Document segment:
Colen and the group of art buddies he used to hang out with have been called the "Bowery School", from The Bowery in New York. For a short while in the 1990s I lived on St. Mark's place (close to The Bowery) together with aspiring artists of many different disciplines. And often I would see helpless artwork like the one above put out on the sidewalk to be chucked into a garbage truck.

What was interesting, I thought, when I saw "Silent Treatment" and "The Big Swirl" hanging next to each other in the Astrup Fearnley exhibition, was that Colen's chewing gum canvas only barely rests on the right side of the boarder towards a less than mediocre art school student's desperate attempt to come up with something original ... - Chewing gum!


Dan Colen, "Self-portrait as the wanderer
(as I pause to ponder: do real men break hearts?
I decide yes! They do. Only to later change my mind.)",
 oil on found painting, 2004. Photo from afmuseet.

There are quite a few found paintings in the show to which Colen has painted additions. - Like the one above that I show in a small version to protect under age viewers...

This hangs on a wall all by itself, and becomes quite poetic - even touching - by way of its title.


Dan Colen, "Eviction Party", flowers on canvas, 2010. Photo from afmuseet.

The flower pictures radiate a similar poetic sensibility. - Those fresh, but perishable colors smeared into an unprimed canvas ...


Dan Colen, "The Whole Enchilada", 2010. Photo from Kunstkritikk.

And even this knocked over flagpole becomes an image of general sadness and loss, rather than a political statement.

All this subtle and potent poetry finally managed to outshine Colen's insisting cool, and it proved my visit to the Astrup Fearnley Museum worth while.

With this new - more positive - attitude I was even able to find something interesting in his banal text paintings:

Dan Colen, "Holy Shit", Photo from jameswagner.

"Holy Shit" placed upside down is more interesting than "Holy Shit" placed the right way.


Dan Colen, "Holy Shit", Photo from Peres Projects.

And "Holy Shit" mirrored is more interesting than "Holy Shit" upside down.


Dan Colen, "Holy Shit" t-shirt, Photo from Urban Outfitters.

But "Holy Shit" on t-shirts from Urban Outfitters becomes far too much!
(It is this consumerism - latent in all the text paintings - that makes them annoying.)

***
(Norwegian readers should check out Kjetil Røed's excellent review of "Peanuts" at Kunstkritikk.)

Tuesday, February 1, 2011

Tino Sehgal, "This Progress"

Photo from Kunstnernes Hus.

I was not disappointed.
My expectations were high. I came all the way from Bergen just to listen and experience. And I am happy I did.

First I listened to the talk on Friday.

Material supplied:
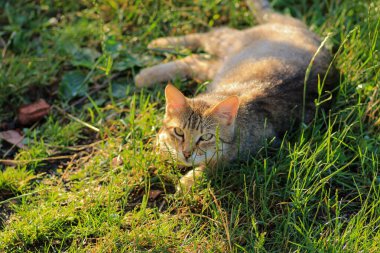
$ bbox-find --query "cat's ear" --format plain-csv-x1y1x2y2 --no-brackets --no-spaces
165,84,187,113
210,96,239,125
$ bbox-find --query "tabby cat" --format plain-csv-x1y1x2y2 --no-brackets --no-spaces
135,0,336,189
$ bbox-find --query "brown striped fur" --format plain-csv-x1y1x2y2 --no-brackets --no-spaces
135,0,335,188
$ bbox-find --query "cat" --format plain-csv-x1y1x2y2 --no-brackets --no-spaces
135,0,336,190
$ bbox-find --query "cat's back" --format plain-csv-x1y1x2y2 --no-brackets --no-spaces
208,23,331,96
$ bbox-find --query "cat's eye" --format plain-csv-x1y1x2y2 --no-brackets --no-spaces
199,134,214,141
174,127,184,137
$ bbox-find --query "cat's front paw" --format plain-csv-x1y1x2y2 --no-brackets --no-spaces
148,38,169,49
176,166,205,193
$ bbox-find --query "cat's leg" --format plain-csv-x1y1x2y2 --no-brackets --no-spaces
135,55,221,88
148,33,207,50
176,165,206,193
148,27,241,58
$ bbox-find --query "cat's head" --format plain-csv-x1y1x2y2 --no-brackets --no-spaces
157,84,239,166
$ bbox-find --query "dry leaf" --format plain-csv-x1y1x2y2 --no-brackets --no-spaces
18,99,50,125
0,130,26,149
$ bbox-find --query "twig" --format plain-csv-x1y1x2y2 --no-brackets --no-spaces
0,154,76,165
52,105,100,133
0,187,51,205
209,190,232,252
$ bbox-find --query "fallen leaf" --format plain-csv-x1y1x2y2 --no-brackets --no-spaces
149,190,162,201
17,99,50,125
0,130,26,149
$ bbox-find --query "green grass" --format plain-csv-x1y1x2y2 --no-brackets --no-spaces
0,0,380,252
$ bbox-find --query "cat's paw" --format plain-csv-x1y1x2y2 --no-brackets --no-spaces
148,38,169,49
176,166,205,193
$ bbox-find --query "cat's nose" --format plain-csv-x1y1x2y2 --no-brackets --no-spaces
182,151,191,159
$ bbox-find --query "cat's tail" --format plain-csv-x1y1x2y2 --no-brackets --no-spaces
246,0,306,28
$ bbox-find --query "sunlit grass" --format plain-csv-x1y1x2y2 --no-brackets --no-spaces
0,0,380,252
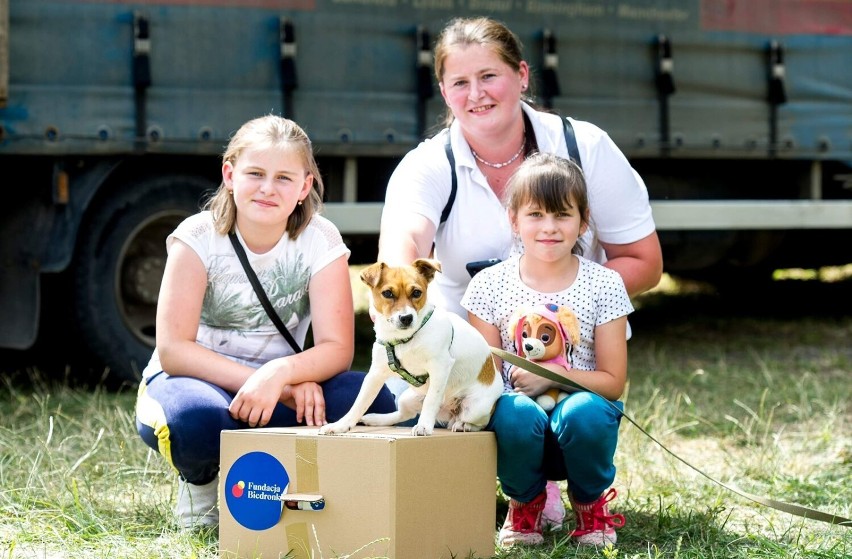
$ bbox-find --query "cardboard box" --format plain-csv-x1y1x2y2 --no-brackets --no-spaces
219,426,497,559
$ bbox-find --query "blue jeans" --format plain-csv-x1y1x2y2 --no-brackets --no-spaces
488,392,624,503
136,371,396,485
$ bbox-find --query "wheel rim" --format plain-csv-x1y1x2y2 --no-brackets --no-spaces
115,210,189,348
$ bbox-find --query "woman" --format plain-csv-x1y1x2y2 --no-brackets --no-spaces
379,18,663,536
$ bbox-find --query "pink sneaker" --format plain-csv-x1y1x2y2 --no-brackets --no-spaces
541,481,565,530
569,488,624,545
497,491,547,548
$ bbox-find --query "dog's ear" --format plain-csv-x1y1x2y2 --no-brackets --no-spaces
361,262,387,287
556,307,580,345
411,258,441,281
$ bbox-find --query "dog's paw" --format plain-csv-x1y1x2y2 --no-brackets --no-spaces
411,423,435,437
319,421,352,435
450,421,482,433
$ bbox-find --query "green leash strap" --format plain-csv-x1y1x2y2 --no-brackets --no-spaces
491,347,852,528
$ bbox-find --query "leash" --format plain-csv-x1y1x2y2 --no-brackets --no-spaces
491,347,852,528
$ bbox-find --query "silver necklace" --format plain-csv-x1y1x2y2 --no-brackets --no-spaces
470,138,527,169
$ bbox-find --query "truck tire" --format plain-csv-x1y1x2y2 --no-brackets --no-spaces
74,175,216,387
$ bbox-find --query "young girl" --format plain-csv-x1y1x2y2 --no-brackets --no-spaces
462,154,633,547
136,116,395,528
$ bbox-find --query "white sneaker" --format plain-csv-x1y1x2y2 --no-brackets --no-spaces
541,480,565,530
175,476,219,529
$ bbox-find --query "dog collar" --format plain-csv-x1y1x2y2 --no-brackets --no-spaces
376,309,435,387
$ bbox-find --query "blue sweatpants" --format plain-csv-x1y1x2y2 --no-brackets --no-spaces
136,371,396,485
488,392,624,503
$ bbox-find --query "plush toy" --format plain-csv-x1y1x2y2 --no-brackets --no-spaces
512,303,580,411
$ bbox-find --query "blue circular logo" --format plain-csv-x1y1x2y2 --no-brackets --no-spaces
225,452,290,530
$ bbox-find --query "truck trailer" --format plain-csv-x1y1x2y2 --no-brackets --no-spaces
0,0,852,383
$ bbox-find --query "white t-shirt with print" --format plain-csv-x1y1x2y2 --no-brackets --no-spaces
461,255,633,390
382,103,655,318
143,211,350,377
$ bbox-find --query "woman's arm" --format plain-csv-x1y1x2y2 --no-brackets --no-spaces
601,231,663,297
379,213,436,266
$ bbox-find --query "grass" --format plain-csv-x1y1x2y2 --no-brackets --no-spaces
0,270,852,559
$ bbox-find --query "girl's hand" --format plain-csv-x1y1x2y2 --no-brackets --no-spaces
509,366,553,398
284,382,328,427
228,364,285,427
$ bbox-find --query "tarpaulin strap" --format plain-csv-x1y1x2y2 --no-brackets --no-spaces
491,347,852,528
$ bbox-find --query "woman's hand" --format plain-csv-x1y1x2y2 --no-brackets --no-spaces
228,363,286,427
281,382,328,427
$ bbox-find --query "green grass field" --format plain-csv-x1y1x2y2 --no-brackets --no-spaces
0,267,852,559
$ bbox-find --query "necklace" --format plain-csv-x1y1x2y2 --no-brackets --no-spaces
470,137,527,169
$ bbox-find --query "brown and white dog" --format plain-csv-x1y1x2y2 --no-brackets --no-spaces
319,258,503,435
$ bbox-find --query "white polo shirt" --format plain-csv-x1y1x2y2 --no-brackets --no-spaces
382,103,655,319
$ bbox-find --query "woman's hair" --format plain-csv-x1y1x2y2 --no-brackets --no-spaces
204,115,324,239
435,17,532,126
504,152,592,254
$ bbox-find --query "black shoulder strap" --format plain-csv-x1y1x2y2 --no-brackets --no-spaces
439,130,459,225
228,233,302,353
562,116,583,169
439,117,583,225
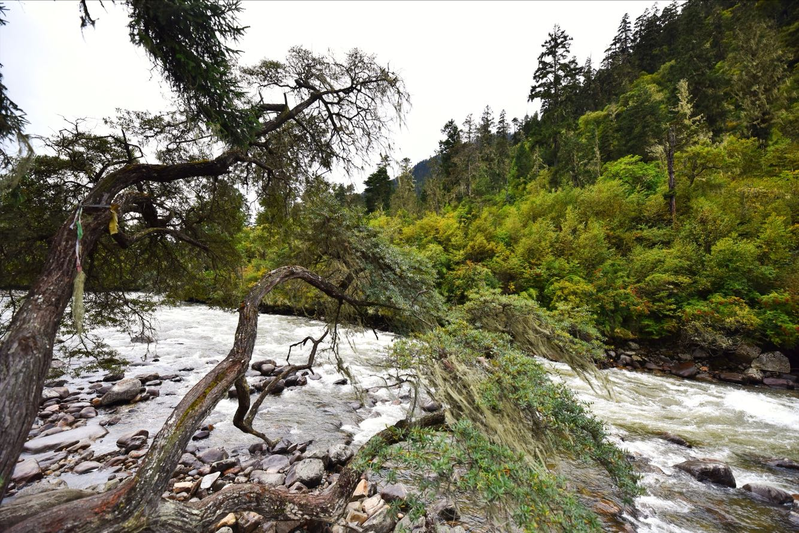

What the task asks:
Answer these questions from the Dan Colen review, one line each.
1. Where did the writer live for a short while in the 1990s?
2. What is "Eviction Party" made of, and in what year was it made?
3. Where were the "Holy Shit" t-shirts from?

Output:
1. On St. Mark's place, close to The Bowery in New York.
2. Flowers on canvas, 2010.
3. Urban Outfitters.